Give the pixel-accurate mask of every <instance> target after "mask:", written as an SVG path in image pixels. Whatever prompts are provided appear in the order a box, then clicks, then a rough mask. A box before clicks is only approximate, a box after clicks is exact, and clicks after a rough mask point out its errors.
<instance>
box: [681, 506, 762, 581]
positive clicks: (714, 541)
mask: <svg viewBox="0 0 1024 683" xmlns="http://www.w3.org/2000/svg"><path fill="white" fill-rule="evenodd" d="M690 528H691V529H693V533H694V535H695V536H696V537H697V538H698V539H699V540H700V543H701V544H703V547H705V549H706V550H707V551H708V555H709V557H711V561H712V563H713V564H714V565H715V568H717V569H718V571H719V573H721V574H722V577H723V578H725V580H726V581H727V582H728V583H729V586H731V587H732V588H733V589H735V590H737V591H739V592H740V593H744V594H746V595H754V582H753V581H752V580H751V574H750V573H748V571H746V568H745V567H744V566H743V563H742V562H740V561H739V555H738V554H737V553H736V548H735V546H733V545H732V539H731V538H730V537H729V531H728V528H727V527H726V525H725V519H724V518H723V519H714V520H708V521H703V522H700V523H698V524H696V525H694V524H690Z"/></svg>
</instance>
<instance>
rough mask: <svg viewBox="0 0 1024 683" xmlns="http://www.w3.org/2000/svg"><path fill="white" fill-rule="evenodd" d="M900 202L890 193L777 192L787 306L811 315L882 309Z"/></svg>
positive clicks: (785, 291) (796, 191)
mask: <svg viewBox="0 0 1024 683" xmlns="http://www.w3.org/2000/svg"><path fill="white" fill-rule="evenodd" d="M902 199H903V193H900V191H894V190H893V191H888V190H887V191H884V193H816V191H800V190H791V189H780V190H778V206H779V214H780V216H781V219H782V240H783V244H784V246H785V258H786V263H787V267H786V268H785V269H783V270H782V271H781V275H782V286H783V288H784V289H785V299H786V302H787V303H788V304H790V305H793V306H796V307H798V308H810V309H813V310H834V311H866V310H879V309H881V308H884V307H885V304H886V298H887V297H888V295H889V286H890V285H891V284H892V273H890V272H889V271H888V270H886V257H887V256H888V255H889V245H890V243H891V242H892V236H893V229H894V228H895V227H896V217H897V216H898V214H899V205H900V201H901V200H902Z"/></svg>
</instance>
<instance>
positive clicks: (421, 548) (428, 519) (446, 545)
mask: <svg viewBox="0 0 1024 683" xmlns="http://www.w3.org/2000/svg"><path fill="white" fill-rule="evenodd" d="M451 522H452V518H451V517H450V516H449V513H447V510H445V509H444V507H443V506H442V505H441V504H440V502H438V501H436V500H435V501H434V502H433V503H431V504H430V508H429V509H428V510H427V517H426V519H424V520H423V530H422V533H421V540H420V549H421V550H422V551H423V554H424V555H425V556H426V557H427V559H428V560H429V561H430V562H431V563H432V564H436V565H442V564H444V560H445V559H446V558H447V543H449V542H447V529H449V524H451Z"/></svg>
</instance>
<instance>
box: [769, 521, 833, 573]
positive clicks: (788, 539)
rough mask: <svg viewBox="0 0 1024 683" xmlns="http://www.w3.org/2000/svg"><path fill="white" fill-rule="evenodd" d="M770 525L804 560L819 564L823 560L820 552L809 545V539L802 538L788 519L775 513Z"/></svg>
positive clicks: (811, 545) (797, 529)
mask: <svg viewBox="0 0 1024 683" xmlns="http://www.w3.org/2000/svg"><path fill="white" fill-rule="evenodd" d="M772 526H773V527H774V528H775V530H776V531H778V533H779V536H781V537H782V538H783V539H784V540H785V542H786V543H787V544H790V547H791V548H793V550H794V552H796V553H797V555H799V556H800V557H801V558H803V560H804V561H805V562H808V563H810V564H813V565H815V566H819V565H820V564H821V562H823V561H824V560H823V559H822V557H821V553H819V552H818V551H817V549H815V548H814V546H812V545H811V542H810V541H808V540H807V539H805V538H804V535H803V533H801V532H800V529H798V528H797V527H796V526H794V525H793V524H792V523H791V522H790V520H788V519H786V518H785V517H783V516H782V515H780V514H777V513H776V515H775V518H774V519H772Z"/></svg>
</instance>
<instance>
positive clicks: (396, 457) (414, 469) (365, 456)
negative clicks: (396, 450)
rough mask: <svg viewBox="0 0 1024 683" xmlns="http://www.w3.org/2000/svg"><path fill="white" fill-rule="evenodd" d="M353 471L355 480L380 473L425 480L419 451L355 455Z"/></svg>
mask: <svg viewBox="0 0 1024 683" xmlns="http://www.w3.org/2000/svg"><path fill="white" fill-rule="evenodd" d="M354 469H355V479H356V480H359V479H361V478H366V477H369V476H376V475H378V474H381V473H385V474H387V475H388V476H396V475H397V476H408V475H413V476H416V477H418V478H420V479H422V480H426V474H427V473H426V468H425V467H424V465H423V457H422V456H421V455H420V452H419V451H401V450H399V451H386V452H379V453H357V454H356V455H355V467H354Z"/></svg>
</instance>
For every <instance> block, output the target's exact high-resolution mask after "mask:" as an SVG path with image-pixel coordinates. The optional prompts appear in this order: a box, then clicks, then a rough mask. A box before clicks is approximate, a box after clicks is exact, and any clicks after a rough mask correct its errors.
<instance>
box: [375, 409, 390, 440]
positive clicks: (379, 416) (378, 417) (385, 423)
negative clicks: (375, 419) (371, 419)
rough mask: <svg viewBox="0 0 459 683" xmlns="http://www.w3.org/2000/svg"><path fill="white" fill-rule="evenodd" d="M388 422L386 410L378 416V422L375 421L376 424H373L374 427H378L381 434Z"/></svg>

__Job__.
Give back each record exactly, from the first line through the last.

__Output__.
Give the pixel-accurate mask of every <instance> target after "mask:", written as an SVG path in image pixels. Whatever prompts are provided appear in the order a box, then clicks, then a rough mask. A box before clicks is only approximate, a box after clicks is exact, and clicks after a rough mask point out its errors.
<instance>
box: [681, 506, 762, 581]
positive clicks: (714, 541)
mask: <svg viewBox="0 0 1024 683" xmlns="http://www.w3.org/2000/svg"><path fill="white" fill-rule="evenodd" d="M690 528H691V529H693V533H694V535H695V536H696V537H697V538H698V539H699V540H700V543H701V544H703V547H705V549H706V550H707V551H708V555H709V557H711V561H712V563H713V564H714V565H715V568H717V569H718V571H719V573H721V574H722V577H723V578H725V580H726V581H727V582H728V583H729V586H731V587H732V588H733V589H735V590H737V591H739V592H740V593H744V594H746V595H754V582H753V581H752V580H751V574H750V573H748V571H746V568H745V567H744V566H743V563H742V562H740V561H739V555H738V554H737V553H736V548H735V546H733V545H732V539H731V538H730V537H729V531H728V528H727V527H726V525H725V519H724V518H723V519H714V520H708V521H703V522H700V523H698V524H696V525H694V524H690Z"/></svg>
</instance>
<instance>
rough mask: <svg viewBox="0 0 1024 683" xmlns="http://www.w3.org/2000/svg"><path fill="white" fill-rule="evenodd" d="M900 202L890 193L777 192L787 306L811 315L882 309Z"/></svg>
positive clicks: (785, 291) (796, 191)
mask: <svg viewBox="0 0 1024 683" xmlns="http://www.w3.org/2000/svg"><path fill="white" fill-rule="evenodd" d="M902 199H903V193H900V191H894V190H893V191H888V190H887V191H884V193H816V191H800V190H791V189H780V190H778V206H779V214H780V216H781V219H782V240H783V244H784V246H785V258H786V263H787V267H786V268H785V269H783V270H782V271H781V275H782V286H783V288H784V289H785V299H786V302H787V303H788V304H790V305H793V306H796V307H798V308H810V309H813V310H834V311H866V310H879V309H881V308H884V307H885V304H886V298H887V297H888V295H889V286H890V285H891V284H892V273H890V272H889V271H888V270H886V257H887V256H888V255H889V245H890V243H891V242H892V236H893V229H894V228H895V227H896V217H897V216H898V214H899V205H900V201H901V200H902Z"/></svg>
</instance>
<instance>
positive clicks: (421, 548) (428, 519) (446, 545)
mask: <svg viewBox="0 0 1024 683" xmlns="http://www.w3.org/2000/svg"><path fill="white" fill-rule="evenodd" d="M451 522H452V518H451V517H450V516H449V513H447V510H445V509H444V507H443V506H442V505H441V504H440V502H438V501H436V500H435V501H434V502H433V503H431V504H430V508H429V509H428V510H427V517H426V519H424V520H423V530H422V533H421V540H420V549H421V550H422V551H423V554H424V555H425V556H426V557H427V559H428V560H429V561H430V562H431V563H432V564H436V565H442V564H444V560H445V559H446V558H447V543H449V542H447V529H449V524H451Z"/></svg>
</instance>
<instance>
box: [769, 521, 833, 573]
positive clicks: (788, 539)
rough mask: <svg viewBox="0 0 1024 683" xmlns="http://www.w3.org/2000/svg"><path fill="white" fill-rule="evenodd" d="M770 525L804 560L819 564L823 560L820 552L809 545V539L802 538L788 519L775 513Z"/></svg>
positive clicks: (811, 545) (797, 529)
mask: <svg viewBox="0 0 1024 683" xmlns="http://www.w3.org/2000/svg"><path fill="white" fill-rule="evenodd" d="M772 526H773V527H774V528H775V530H776V531H778V533H779V536H781V537H782V538H783V539H784V540H785V542H786V543H787V544H790V547H791V548H793V550H794V552H796V553H797V555H799V556H800V557H801V558H803V560H804V561H805V562H808V563H810V564H813V565H815V566H819V565H820V564H821V562H823V561H824V560H823V559H822V557H821V553H819V552H818V551H817V549H815V548H814V546H812V545H811V542H810V541H808V540H807V539H805V538H804V535H803V533H801V532H800V529H798V528H797V527H796V526H794V525H793V524H792V523H791V522H790V520H788V519H786V518H785V517H783V516H782V515H780V514H777V513H776V515H775V518H774V519H772Z"/></svg>
</instance>
<instance>
positive clicks: (396, 457) (414, 469) (365, 456)
negative clicks: (396, 450)
rough mask: <svg viewBox="0 0 1024 683" xmlns="http://www.w3.org/2000/svg"><path fill="white" fill-rule="evenodd" d="M353 471L355 480L380 473L425 480L419 451L355 455Z"/></svg>
mask: <svg viewBox="0 0 1024 683" xmlns="http://www.w3.org/2000/svg"><path fill="white" fill-rule="evenodd" d="M354 469H355V479H356V480H359V479H361V478H366V477H369V476H376V475H378V474H381V473H385V474H387V475H388V476H396V475H397V476H408V475H413V476H416V477H418V478H420V479H422V480H426V474H427V473H426V468H425V467H424V465H423V457H422V456H421V455H420V452H419V451H401V450H399V451H386V452H379V453H357V454H356V455H355V467H354Z"/></svg>
</instance>
For every <instance> block, output the target's exact high-resolution mask after "mask:" as an SVG path with image-pixel coordinates. The optional prompts appear in this order: a box, then clicks, then a rough mask. A box before clicks is approximate, a box after clicks is exact, and any clicks after a rough mask correct its errors.
<instance>
box: [375, 409, 390, 440]
positive clicks: (379, 416) (378, 417) (385, 423)
negative clicks: (375, 419) (371, 419)
rough mask: <svg viewBox="0 0 459 683" xmlns="http://www.w3.org/2000/svg"><path fill="white" fill-rule="evenodd" d="M388 422L386 410L378 416V422L375 421L376 424H373L374 427H378L381 434Z"/></svg>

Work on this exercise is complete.